> **Problem to solve**: Please copy out the records unchanged, starting with the line containing "Would you do me a favor and mark the small" and going on through the line containing "Would you do me a favor and mark the dried floral".

===== Input records =====

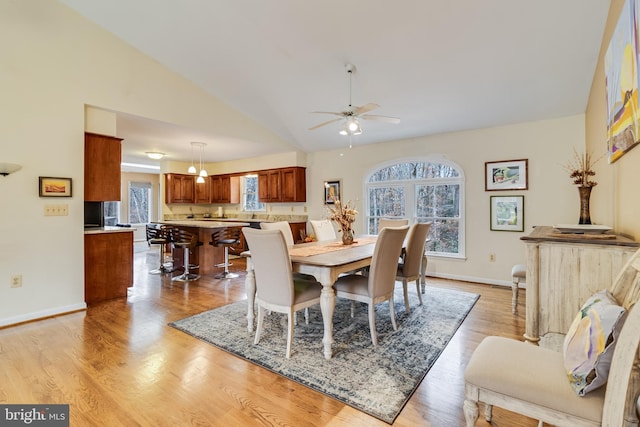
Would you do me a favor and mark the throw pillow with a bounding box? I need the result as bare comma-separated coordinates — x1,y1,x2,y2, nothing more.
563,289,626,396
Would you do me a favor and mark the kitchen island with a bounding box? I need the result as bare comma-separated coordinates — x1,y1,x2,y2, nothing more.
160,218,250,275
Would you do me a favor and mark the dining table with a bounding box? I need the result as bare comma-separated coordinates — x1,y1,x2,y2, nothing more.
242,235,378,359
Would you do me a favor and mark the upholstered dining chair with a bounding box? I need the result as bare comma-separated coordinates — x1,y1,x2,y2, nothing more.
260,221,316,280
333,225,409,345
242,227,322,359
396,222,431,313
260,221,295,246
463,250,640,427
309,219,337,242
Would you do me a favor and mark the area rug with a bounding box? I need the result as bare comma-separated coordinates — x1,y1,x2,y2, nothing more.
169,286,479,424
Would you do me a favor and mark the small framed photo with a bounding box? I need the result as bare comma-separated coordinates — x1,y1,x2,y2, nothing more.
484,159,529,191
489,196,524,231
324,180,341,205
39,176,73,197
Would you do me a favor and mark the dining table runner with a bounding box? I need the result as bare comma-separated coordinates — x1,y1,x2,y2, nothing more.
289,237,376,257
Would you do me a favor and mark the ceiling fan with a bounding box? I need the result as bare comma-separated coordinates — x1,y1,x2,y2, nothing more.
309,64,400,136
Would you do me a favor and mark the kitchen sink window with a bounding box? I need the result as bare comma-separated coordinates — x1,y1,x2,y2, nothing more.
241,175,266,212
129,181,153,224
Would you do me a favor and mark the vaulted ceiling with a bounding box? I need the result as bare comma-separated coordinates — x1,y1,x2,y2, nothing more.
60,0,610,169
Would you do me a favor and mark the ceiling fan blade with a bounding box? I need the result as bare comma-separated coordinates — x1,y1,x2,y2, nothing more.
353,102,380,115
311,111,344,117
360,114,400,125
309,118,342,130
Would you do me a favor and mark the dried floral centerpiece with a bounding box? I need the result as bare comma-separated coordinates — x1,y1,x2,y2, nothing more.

=====
===== Input records =====

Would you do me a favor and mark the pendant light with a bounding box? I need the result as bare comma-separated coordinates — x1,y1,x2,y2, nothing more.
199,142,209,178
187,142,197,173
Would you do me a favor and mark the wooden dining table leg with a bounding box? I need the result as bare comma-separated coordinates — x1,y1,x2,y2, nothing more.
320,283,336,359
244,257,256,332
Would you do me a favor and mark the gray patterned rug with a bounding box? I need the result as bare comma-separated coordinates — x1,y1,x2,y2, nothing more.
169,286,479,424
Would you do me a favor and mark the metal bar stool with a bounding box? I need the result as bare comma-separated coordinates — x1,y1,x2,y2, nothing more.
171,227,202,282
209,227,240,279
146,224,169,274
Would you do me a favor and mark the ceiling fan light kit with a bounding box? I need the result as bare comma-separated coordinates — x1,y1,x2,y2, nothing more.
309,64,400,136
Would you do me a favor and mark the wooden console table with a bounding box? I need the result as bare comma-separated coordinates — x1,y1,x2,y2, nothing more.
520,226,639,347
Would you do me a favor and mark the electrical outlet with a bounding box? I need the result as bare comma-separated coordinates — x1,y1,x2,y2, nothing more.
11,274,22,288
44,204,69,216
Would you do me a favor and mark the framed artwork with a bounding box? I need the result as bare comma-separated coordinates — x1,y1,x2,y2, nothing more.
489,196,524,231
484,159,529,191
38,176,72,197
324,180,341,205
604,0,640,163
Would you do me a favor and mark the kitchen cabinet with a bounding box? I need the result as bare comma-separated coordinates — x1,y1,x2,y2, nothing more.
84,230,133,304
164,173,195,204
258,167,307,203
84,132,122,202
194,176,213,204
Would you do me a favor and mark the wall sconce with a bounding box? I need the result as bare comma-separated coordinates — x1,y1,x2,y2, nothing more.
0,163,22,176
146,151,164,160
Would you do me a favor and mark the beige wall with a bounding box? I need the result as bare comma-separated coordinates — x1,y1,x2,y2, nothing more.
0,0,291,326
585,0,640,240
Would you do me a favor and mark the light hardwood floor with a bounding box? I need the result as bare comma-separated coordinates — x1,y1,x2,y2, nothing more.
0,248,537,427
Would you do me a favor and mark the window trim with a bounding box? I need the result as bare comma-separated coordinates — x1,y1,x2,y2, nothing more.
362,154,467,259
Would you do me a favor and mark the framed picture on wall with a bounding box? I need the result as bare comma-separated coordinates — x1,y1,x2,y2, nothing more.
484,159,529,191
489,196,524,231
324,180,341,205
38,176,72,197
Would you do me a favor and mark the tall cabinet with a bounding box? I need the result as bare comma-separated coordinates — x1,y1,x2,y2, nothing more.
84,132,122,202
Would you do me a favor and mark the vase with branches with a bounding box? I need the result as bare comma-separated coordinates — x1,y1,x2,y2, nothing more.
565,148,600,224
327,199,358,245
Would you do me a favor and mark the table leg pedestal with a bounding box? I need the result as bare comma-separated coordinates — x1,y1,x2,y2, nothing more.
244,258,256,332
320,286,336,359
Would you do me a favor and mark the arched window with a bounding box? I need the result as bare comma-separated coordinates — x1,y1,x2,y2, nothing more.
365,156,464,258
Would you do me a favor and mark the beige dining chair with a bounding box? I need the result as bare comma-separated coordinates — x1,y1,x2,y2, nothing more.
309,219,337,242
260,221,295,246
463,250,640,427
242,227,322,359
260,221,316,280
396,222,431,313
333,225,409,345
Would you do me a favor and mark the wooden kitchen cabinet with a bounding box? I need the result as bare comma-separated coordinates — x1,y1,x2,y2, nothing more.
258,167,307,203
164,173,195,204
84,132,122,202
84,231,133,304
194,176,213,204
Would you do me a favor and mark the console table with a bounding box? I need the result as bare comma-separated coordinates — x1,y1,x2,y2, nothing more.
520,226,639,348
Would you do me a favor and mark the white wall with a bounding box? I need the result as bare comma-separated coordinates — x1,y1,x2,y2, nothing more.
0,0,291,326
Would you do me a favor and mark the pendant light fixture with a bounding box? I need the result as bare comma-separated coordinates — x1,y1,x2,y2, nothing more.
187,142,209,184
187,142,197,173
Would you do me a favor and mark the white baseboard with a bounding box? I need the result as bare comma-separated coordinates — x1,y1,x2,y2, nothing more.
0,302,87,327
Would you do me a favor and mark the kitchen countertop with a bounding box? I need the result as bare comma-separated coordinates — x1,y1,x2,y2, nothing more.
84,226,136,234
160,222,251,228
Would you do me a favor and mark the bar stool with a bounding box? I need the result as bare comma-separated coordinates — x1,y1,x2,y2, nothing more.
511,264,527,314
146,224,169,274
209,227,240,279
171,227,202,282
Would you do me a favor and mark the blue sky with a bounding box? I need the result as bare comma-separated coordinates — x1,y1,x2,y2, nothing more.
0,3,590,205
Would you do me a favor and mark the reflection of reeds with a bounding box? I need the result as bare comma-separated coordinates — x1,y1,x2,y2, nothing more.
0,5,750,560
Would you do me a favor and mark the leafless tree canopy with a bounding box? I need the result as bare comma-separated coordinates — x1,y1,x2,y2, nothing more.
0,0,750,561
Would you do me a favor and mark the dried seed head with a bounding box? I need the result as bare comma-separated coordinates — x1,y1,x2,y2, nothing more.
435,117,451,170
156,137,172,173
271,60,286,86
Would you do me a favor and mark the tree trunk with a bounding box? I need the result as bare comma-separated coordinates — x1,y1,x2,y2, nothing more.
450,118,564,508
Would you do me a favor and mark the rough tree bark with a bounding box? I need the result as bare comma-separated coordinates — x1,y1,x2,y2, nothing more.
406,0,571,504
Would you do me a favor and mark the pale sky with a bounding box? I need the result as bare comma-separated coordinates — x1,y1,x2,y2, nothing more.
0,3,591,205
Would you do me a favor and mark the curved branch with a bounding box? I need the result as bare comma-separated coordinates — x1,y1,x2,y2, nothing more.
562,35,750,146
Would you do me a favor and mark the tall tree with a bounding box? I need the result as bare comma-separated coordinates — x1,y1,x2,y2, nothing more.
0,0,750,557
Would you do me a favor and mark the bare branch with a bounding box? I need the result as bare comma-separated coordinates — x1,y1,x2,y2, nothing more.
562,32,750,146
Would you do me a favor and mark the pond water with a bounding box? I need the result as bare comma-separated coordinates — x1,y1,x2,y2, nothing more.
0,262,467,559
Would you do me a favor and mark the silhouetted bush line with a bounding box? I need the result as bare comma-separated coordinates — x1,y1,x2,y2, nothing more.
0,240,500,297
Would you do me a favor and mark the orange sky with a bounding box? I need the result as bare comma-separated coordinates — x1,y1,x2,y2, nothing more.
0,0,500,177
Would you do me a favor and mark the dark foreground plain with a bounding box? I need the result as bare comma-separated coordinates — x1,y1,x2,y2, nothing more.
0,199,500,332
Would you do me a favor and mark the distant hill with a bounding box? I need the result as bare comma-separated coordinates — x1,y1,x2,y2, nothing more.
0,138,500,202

=====

> **Solution below**:
Would you do me a favor and mark the small framed photo with a bounding box? I need the result as bare comma-separated coordinates — x1,y1,x2,y2, nothing more.
484,159,529,191
489,196,524,231
324,180,341,205
39,176,73,197
Would you do me a favor and mark the dining table runner with a bounding box? I need the result as bare comma-separated coordinates — x1,y1,x2,y2, nothing more.
289,237,376,257
Would you do me a favor and mark the ceiling fan with a bounding box? I need the result as bare comma-separated coordinates — x1,y1,x2,y2, nothing more.
309,64,400,136
Would you do me a favor and mark the kitchen sink window with a bounding box? I need the result as bare comma-separated coordinates — x1,y1,x2,y2, nothing more.
241,175,266,212
129,181,153,224
Would you do me a favor and mark the vaulted ceiling with a bounding box? I need the result as bare comma-separated coordinates — x1,y1,x2,y2, nothing more.
60,0,610,169
Would you do me a favor and mark the ceiling fan blade with a bounding box? I need the result as bare comma-separated coordinates — x1,y1,x2,y2, nothing more.
353,102,380,115
311,111,344,117
360,114,400,125
309,118,342,130
Would you do me a favor and mark the dried floral centerpiece with a bounding box? I need the result as bare comma-separated coordinates — x1,y1,x2,y2, nothing more.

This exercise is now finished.